▶ **Task instructions**:
1) From the article on U.S. tariffs on Chinese aluminum foil, copy the stretch from "The latest data" through "record $28 billion.".
2) Rewrite the paragraph of the article on U.S. tariffs on Chinese aluminum foil that begins "The Department of Commerce announced on Friday" as a short list, keeping its main facts.
3) Using the article on U.S. tariffs on Chinese aluminum foil, say whether each statement agrees with it. (a) Trump is to arrive in Beijing on Nov. 8. (b) China's trade surplus with the U.S. fell in the first nine months of the year. (c) The plan reopened China's market to U.S. beef after 10 years.
BEGIN Text for analysis
Caixin
Oct 30, 2017 08:11 PM
ECONOMY

U.S. Slaps Preliminary Anti-Dumping Tariffs on Chinese Aluminum Foil

China’s Ministry of Commerce has expressed its “strong dissatisfaction” over the U.S. Commerce Department’s decision to impose preliminary anti-dumping tariffs on aluminum foil from the country. Above, Shaanxi Tongchuan Aluminum Co. Ltd.'s aluminum ingot production line is seen on Dec. 14. Photo: Visual China
China’s Ministry of Commerce has expressed its “strong dissatisfaction” over the U.S. Commerce Department’s decision to impose preliminary anti-dumping tariffs on aluminum foil from the country. Above, Shaanxi Tongchuan Aluminum Co. Ltd.'s aluminum ingot production line is seen on Dec. 14. Photo: Visual China

The U.S. decision to impose preliminary anti-dumping tariffs on aluminum foil from China is intended to intensify pressure on Beijing to open its markets further ahead of a meeting between U.S. President Donald Trump and his Chinese counterpart, Xi Jinping, next week, analysts said on Monday.

The Department of Commerce announced on Friday that an initial investigation found that Chinese exporters sold aluminum foil in the U.S. at less than fair value, a practice known as “dumping.” The customs department has been instructed to collect cash deposits from importers of the product from China based on preliminary rates set at 96.81% to 162.24%. If a final ruling, due by Feb. 23, confirms the initial findings and the U.S. International Trade Commission determines that American companies have suffered damage, so-called anti-dumping duties will be imposed.

The Commerce Department’s announcement was made less than two weeks before Trump is scheduled to visit China as part of his tour of Asia. He will arrive in Beijing on Nov. 8 and meet with Xi during his three-day stay, the White House said earlier this month.

“The U.S. announcement of such high tariffs on Chinese products could prove instrumental in upping the pressure on China to make more trade concessions at the upcoming Xi-Trump meeting,” said Xia Tianran, an analyst with CEBM Group, a subsidiary of Caixin Insight Group.

Trade tensions

Louis Kuijs, an economist with research firm Oxford Economics in Hong Kong, said trade relations between China and the U.S. remain strained even though “the tail risk of major, large-scale” friction has eased since Xi and Trump met in April in the U.S. and agreed to a 100-day action plan to boost bilateral trade and expand market access for American companies.

The plan led to the reopening China’s market to U.S. beef after 14 years and greater access to China for genetically modified crops and liquefied natural gas from the U.S. China also pledged to further open its financial services sector to U.S. companies.

“The risk of trade tensions always remained, given the thinking on trade in the White House and the fact that China’s bilateral trade surplus with the U.S. has only gone up further this year,” he said. “I would not expect this to be the last measure imposed by the U.S.”

The latest data from China’s customs administration show that the country’s trade surplus with the U.S. rose by 6% in the first nine months of the year to $195.6 billion, with the gap for September a record $28 billion.
END Text for analysis
BEGIN Exercise data
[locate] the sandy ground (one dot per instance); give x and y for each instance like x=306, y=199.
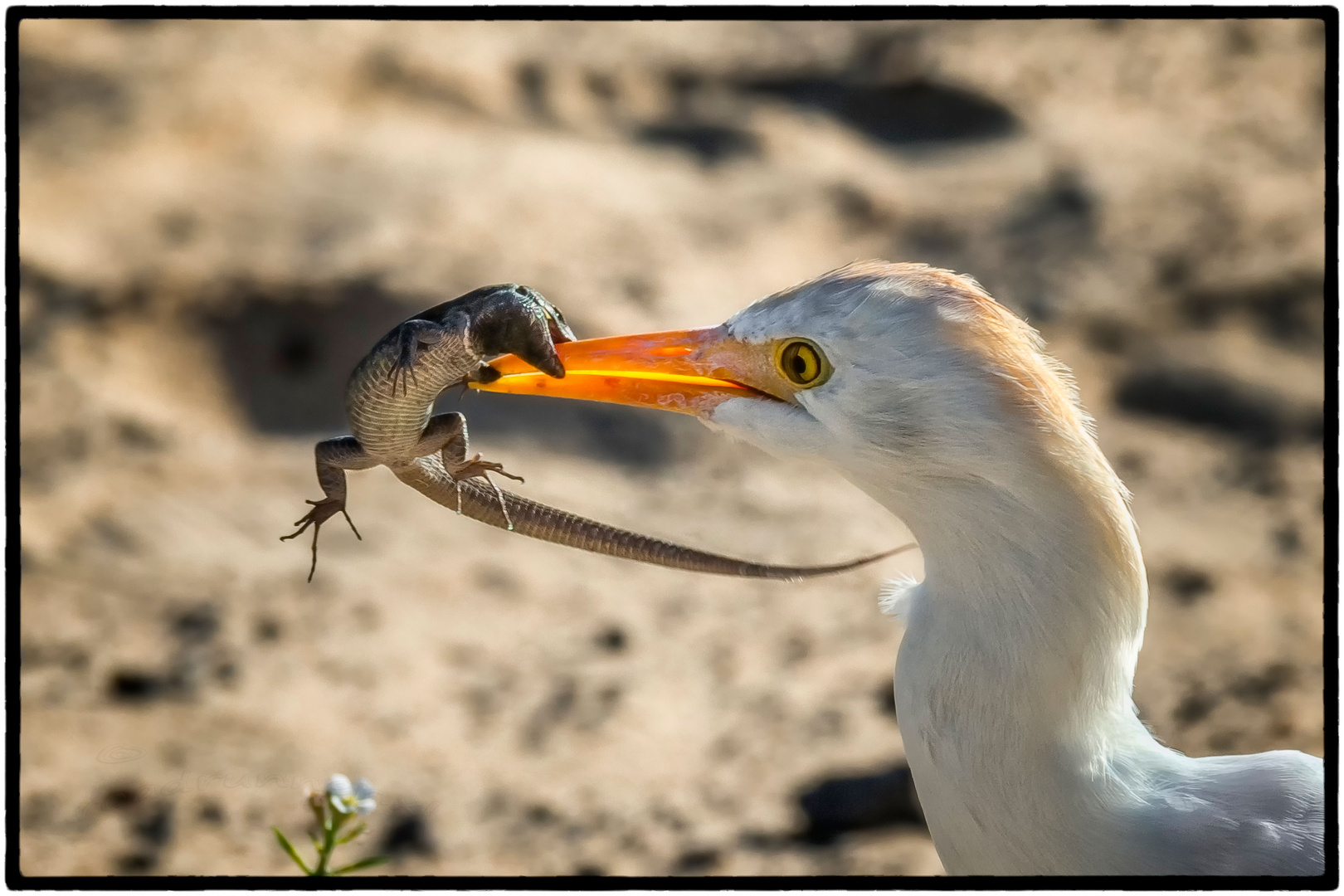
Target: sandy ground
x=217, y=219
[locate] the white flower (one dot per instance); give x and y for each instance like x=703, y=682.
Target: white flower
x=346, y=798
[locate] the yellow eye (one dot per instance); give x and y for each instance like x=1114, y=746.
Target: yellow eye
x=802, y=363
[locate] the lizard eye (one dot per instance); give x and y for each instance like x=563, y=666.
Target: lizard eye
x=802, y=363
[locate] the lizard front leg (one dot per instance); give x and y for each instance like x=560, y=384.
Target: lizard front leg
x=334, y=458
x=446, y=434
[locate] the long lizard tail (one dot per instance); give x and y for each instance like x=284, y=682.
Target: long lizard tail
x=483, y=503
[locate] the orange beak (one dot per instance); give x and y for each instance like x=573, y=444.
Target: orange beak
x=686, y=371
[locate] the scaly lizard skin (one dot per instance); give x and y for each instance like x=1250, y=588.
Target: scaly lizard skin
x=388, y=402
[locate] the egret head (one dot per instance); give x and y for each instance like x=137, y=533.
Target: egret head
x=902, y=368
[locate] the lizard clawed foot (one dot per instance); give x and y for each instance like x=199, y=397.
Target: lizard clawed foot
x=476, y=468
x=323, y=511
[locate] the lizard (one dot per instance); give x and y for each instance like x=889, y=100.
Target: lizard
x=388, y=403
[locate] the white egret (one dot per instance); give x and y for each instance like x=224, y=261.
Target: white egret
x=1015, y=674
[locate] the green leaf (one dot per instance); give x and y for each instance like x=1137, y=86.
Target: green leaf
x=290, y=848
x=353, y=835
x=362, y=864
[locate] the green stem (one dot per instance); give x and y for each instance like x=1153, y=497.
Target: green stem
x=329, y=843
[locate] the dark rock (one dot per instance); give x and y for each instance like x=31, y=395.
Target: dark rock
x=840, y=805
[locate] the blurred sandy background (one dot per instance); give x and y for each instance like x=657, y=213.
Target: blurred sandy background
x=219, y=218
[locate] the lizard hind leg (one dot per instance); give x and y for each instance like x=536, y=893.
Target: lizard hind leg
END Exercise data
▶ **Per-task answers**:
1)
The latest data from China’s customs administration show that the country’s trade surplus with the U.S. rose by 6% in the first nine months of the year to $195.6 billion, with the gap for September a record $28 billion.

2)
- On Friday, the Department of Commerce said an initial investigation found that Chinese exporters sold aluminum foil in the U.S. at less than fair value ("dumping").
- Customs must collect cash deposits from importers of the product from China, based on preliminary rates of 96.81% to 162.24%.
- Anti-dumping duties will be imposed if two things happen: a final ruling, due by Feb. 23, confirms the findings, and the U.S. International Trade Commission finds that American companies have suffered damage.

3)
(a) Yes: "He will arrive in Beijing on Nov. 8"
(b) No: "the country’s trade surplus with the U.S. rose by 6% in the first nine months of the year to $195.6 billion"
(c) No: "The plan led to the reopening China’s market to U.S. beef after 14 years"